• Document passage:

★ ★ ★ ★

Andrew Deeks and Ruairí Power clash at L&H Debate

Image Credit: Odin O'Sullivan

While Deeks was not a participant in the debate, Power took the opportunity to take aim at the three step masterplan for accommodation in UCD

Earlier tonight, the Literary & Historical (L&H) society hosted a debate on the effects of the Government's housing policy on students. UCD President Andrew Deeks was invited to give opening remarks and to give "background" to the debate.

Deeks, who is also president of the L&H, described his own experience of being unable to live in student accommodation during his student days in Perth, commenting "At that time student accommodation was very expensive, so some things don't change". Deeks went on to describe how in Durham, where Deeks has previously worked as Pro-Vice Chancellor in Durham University, students often find the rents high due to low supply but that "then the investors move in...and then there is a glutt of the price goes down...Over time the price balances out".

Deeks went on to describe the progress so far of the three step Master plan for housing in UCD, and some of the difficulties faced by the plan, such as the affect Covid-19 has had on the building market.

★ ★ ★ ★

• Given information:

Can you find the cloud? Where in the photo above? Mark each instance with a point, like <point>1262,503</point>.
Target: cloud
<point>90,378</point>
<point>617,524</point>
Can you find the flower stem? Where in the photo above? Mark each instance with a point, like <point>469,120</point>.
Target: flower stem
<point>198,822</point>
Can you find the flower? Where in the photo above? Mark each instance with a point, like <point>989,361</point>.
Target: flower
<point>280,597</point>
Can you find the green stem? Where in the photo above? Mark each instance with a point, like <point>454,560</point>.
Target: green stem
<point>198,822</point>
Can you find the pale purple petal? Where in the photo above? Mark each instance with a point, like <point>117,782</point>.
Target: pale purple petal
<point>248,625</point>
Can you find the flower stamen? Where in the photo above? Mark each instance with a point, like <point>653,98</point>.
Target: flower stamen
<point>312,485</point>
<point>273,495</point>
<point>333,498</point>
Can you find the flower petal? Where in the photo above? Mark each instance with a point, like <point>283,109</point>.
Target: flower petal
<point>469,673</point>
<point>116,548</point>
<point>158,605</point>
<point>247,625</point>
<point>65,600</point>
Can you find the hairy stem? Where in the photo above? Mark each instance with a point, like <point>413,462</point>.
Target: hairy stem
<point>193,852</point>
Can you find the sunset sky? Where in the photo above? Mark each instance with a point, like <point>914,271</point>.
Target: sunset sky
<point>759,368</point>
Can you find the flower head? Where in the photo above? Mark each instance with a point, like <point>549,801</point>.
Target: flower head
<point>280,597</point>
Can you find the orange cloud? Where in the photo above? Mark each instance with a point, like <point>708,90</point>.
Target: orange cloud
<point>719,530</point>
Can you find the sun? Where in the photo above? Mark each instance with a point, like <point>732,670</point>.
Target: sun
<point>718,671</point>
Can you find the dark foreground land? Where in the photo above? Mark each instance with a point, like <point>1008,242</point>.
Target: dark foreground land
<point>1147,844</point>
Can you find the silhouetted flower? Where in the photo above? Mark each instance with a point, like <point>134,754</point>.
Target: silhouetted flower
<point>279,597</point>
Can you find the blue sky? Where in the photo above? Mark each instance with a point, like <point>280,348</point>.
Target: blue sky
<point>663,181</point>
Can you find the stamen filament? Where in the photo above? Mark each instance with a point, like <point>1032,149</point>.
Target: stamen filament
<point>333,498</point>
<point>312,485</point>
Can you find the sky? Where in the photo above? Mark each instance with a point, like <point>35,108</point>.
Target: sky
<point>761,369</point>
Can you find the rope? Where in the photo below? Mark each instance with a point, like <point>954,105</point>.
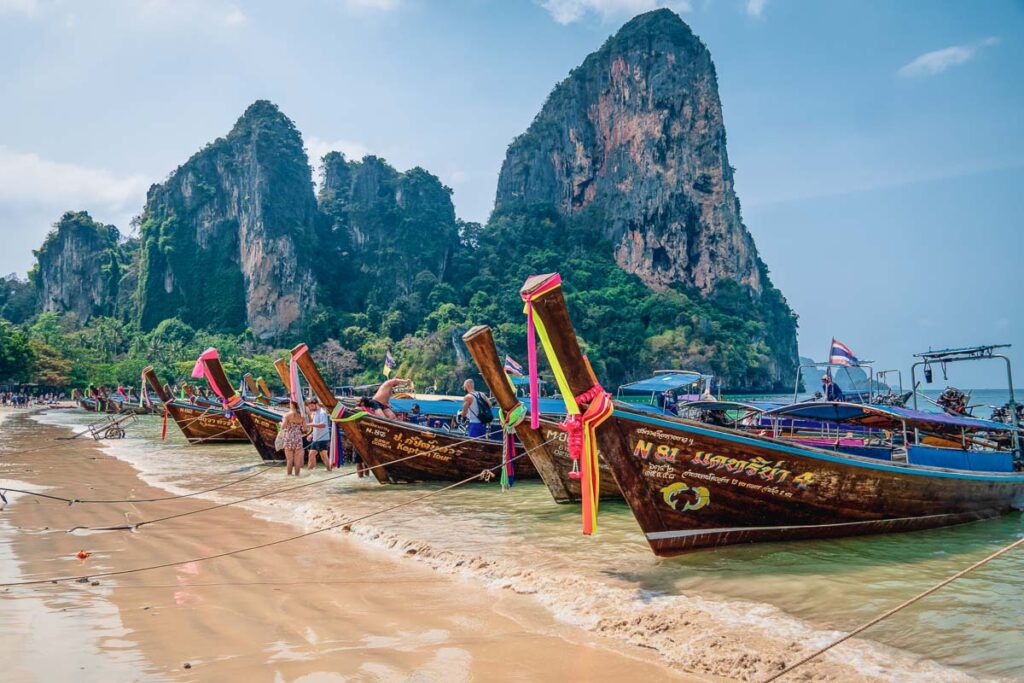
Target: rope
<point>897,608</point>
<point>247,499</point>
<point>268,544</point>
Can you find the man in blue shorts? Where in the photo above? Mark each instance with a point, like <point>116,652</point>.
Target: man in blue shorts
<point>320,440</point>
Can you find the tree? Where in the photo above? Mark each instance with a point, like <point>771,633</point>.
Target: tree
<point>16,357</point>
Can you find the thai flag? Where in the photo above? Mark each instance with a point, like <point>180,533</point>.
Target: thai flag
<point>841,354</point>
<point>512,368</point>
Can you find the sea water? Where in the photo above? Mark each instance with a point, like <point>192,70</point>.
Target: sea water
<point>522,541</point>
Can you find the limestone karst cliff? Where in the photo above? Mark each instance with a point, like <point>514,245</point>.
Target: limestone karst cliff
<point>79,267</point>
<point>633,143</point>
<point>385,228</point>
<point>226,241</point>
<point>635,135</point>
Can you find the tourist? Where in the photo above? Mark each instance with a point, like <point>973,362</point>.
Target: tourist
<point>293,424</point>
<point>320,440</point>
<point>383,395</point>
<point>475,409</point>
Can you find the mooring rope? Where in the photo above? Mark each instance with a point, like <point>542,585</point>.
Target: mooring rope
<point>902,605</point>
<point>484,475</point>
<point>91,501</point>
<point>268,544</point>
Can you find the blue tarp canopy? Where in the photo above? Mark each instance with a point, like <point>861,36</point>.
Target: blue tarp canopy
<point>662,382</point>
<point>449,408</point>
<point>884,417</point>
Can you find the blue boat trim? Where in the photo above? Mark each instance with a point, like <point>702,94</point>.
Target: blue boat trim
<point>919,470</point>
<point>682,534</point>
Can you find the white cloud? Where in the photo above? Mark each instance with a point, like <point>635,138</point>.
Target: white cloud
<point>937,61</point>
<point>567,11</point>
<point>27,178</point>
<point>756,7</point>
<point>236,16</point>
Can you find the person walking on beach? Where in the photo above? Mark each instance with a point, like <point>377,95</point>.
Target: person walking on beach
<point>476,409</point>
<point>293,425</point>
<point>320,440</point>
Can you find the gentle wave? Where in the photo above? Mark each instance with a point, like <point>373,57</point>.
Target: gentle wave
<point>739,612</point>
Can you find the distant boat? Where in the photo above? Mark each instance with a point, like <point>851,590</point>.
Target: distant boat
<point>693,485</point>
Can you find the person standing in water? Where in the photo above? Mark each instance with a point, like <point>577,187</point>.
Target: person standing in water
<point>293,424</point>
<point>320,440</point>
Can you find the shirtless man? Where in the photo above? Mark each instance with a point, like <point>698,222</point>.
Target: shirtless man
<point>383,395</point>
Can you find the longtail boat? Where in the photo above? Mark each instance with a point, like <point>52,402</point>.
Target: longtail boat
<point>200,424</point>
<point>380,441</point>
<point>693,485</point>
<point>259,423</point>
<point>547,443</point>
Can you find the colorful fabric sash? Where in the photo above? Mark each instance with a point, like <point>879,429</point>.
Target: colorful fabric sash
<point>296,393</point>
<point>581,429</point>
<point>509,422</point>
<point>201,371</point>
<point>535,328</point>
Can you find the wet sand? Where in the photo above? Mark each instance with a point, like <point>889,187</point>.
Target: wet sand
<point>326,607</point>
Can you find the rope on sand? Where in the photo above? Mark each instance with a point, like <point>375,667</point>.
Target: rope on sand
<point>484,475</point>
<point>268,544</point>
<point>897,608</point>
<point>72,501</point>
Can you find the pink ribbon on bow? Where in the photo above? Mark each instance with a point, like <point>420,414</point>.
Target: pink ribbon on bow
<point>547,286</point>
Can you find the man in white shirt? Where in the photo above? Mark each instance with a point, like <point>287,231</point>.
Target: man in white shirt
<point>320,439</point>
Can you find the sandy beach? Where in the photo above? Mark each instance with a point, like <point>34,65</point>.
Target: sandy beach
<point>326,607</point>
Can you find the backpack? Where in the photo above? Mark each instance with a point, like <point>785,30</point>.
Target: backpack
<point>483,412</point>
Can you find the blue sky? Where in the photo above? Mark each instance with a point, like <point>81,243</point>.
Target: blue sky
<point>879,145</point>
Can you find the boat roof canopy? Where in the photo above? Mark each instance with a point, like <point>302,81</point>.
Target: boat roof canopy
<point>884,417</point>
<point>663,382</point>
<point>725,404</point>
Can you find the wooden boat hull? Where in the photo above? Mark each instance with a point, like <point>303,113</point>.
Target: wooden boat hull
<point>205,424</point>
<point>694,486</point>
<point>261,426</point>
<point>548,443</point>
<point>446,457</point>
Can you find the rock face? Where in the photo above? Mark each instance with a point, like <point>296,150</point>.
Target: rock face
<point>226,242</point>
<point>635,136</point>
<point>387,226</point>
<point>79,267</point>
<point>632,144</point>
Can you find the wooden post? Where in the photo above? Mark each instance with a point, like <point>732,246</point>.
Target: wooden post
<point>480,343</point>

★ ★ ★ ★

• What is needed: Copy out the part of the L&H debate report starting with "Earlier tonight, the Literary" and going on through "to the debate.", word for word.

• Your solution:
Earlier tonight, the Literary & Historical (L&H) society hosted a debate on the effects of the Government's housing policy on students. UCD President Andrew Deeks was invited to give opening remarks and to give "background" to the debate.